[Data provided — start]

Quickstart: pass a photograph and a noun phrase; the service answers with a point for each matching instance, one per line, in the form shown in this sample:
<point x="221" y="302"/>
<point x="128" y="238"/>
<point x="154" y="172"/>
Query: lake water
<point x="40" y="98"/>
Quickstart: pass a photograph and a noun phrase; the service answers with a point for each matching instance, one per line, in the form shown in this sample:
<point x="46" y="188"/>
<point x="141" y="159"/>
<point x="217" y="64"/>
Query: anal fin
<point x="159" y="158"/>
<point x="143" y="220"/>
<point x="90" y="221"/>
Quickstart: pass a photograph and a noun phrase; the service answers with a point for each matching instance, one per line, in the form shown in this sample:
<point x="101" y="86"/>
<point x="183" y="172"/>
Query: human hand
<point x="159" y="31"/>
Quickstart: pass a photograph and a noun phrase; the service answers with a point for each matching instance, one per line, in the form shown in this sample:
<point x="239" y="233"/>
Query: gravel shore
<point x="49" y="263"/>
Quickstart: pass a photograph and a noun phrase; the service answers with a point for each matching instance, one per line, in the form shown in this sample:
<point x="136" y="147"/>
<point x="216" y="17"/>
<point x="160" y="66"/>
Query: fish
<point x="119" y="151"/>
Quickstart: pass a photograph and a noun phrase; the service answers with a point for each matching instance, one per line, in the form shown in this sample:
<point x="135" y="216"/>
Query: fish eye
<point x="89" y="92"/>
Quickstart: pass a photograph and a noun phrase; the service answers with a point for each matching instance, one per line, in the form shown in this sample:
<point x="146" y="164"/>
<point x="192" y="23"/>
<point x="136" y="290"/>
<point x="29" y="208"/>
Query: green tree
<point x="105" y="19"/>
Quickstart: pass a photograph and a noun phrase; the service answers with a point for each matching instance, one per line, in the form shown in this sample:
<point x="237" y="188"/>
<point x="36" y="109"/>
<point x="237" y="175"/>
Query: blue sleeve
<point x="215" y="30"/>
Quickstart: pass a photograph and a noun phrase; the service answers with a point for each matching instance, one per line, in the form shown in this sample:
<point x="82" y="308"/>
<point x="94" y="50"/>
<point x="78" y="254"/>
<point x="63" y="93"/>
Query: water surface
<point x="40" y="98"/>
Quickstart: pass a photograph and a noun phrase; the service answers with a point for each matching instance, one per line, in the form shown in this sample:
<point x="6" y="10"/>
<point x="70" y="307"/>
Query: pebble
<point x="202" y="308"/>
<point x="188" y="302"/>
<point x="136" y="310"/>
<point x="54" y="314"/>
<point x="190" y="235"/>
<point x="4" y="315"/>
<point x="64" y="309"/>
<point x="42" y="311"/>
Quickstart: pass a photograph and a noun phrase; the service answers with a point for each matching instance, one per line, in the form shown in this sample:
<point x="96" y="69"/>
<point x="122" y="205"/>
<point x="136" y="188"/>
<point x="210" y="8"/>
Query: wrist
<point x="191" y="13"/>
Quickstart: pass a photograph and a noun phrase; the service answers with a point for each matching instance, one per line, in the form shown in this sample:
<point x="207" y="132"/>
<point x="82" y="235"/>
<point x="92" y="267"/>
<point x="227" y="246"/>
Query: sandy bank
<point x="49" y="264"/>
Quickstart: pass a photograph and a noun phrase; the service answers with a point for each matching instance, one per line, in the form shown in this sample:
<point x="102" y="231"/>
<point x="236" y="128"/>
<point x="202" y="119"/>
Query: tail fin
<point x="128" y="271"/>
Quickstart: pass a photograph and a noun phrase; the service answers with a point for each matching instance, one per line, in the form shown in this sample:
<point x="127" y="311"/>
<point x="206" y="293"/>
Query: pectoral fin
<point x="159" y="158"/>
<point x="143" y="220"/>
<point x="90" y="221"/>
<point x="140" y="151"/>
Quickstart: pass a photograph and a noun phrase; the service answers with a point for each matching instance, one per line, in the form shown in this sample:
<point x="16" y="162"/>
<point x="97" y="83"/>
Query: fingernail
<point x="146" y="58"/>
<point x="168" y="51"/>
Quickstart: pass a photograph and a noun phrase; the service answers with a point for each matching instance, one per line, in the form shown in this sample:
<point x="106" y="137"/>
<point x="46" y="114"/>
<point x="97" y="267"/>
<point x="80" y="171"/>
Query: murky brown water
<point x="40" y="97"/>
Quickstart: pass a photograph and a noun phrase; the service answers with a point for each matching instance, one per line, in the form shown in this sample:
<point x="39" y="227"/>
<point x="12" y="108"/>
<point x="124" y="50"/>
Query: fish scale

[Data provided — finish]

**About this task**: Everything in the listing must be returned word for word.

**Solved exercise**:
Quickstart: pass a photograph and a noun phrase; the service answers with a point for each matching instance, one per line, in the form shown in this sample:
<point x="221" y="302"/>
<point x="128" y="238"/>
<point x="154" y="172"/>
Query: lake water
<point x="40" y="98"/>
Quickstart: pass a photograph and a noun phrase; the service answers with a point for each matching instance, one per line, in the form shown in this sample:
<point x="46" y="188"/>
<point x="141" y="159"/>
<point x="217" y="64"/>
Query: anal fin
<point x="159" y="158"/>
<point x="143" y="220"/>
<point x="90" y="221"/>
Quickstart: pass a photograph and a noun phrase; the service answers with a point for each matching instance, one per line, in the form shown in this sample:
<point x="101" y="86"/>
<point x="183" y="172"/>
Query: human hand
<point x="159" y="31"/>
Quickstart: pass a photograph and a noun phrase; the service answers with a point for each matching instance, one per line, in the form shown in this sample:
<point x="239" y="233"/>
Query: gravel shore
<point x="49" y="263"/>
Quickstart: pass a photograph and a noun phrase; the service answers with a point for each matching instance, one per line, in the form shown in this sample:
<point x="136" y="147"/>
<point x="216" y="17"/>
<point x="160" y="66"/>
Query: fish
<point x="119" y="151"/>
Quickstart: pass a photograph and a noun phrase; the service answers with a point for each matching instance, one per line, in the form shown in this sample:
<point x="135" y="216"/>
Query: fish eye
<point x="89" y="92"/>
Quickstart: pass a photograph and a noun phrase; the service answers with a point for each matching instance, one per line, in the form shown in this sample:
<point x="146" y="164"/>
<point x="192" y="23"/>
<point x="136" y="290"/>
<point x="29" y="208"/>
Query: green tree
<point x="105" y="19"/>
Quickstart: pass a photograph and a noun phrase; the service answers with a point for each matching instance, one per line, in the form shown in this sample:
<point x="237" y="188"/>
<point x="36" y="109"/>
<point x="237" y="175"/>
Query: blue sleeve
<point x="215" y="30"/>
Quickstart: pass a photograph and a noun phrase; the service answers with a point for each matching instance, one per line, in the form shown in this sample:
<point x="82" y="308"/>
<point x="94" y="50"/>
<point x="78" y="254"/>
<point x="63" y="93"/>
Query: water surface
<point x="40" y="98"/>
Quickstart: pass a photograph and a noun phrase; the service answers with a point for each matching instance, one per line, in the form shown in this sample:
<point x="6" y="10"/>
<point x="70" y="307"/>
Query: pebble
<point x="202" y="308"/>
<point x="188" y="302"/>
<point x="136" y="310"/>
<point x="54" y="314"/>
<point x="190" y="235"/>
<point x="4" y="315"/>
<point x="64" y="309"/>
<point x="42" y="311"/>
Quickstart: pass a photograph and a noun phrase; the service answers with a point for each matching instance, one per line, in the form shown in this sample:
<point x="96" y="69"/>
<point x="122" y="205"/>
<point x="136" y="188"/>
<point x="210" y="8"/>
Query: wrist
<point x="191" y="13"/>
Quickstart: pass a photograph and a noun phrase; the service answers with a point for each matching instance, one per line, in the form shown in this sample:
<point x="207" y="132"/>
<point x="82" y="235"/>
<point x="92" y="267"/>
<point x="227" y="246"/>
Query: sandy bank
<point x="49" y="264"/>
Quickstart: pass a photograph and a noun phrase; the service answers with a point for each matching instance, one per line, in the form shown in this sample:
<point x="102" y="231"/>
<point x="236" y="128"/>
<point x="202" y="119"/>
Query: tail fin
<point x="128" y="271"/>
Quickstart: pass a photograph and a noun phrase; the service answers with a point for each matching instance, one per line, in the form shown in this sample:
<point x="127" y="311"/>
<point x="206" y="293"/>
Query: pectoral fin
<point x="159" y="158"/>
<point x="143" y="220"/>
<point x="90" y="221"/>
<point x="140" y="151"/>
Quickstart: pass a photograph and a noun phrase; the service answers with a point for each matching instance, one per line, in the form shown in this sample:
<point x="16" y="162"/>
<point x="97" y="83"/>
Query: fingernail
<point x="146" y="58"/>
<point x="168" y="51"/>
Quickstart: pass a photograph and a noun phrase; the service answers with a point for each matching instance, one per line, in the form shown in this sample:
<point x="106" y="137"/>
<point x="46" y="114"/>
<point x="97" y="267"/>
<point x="80" y="171"/>
Query: murky brown water
<point x="40" y="97"/>
Quickstart: pass a photograph and a noun phrase; the service answers with a point for each matching instance, one per line, in the form shown in this sample:
<point x="39" y="227"/>
<point x="12" y="108"/>
<point x="124" y="50"/>
Query: fish scale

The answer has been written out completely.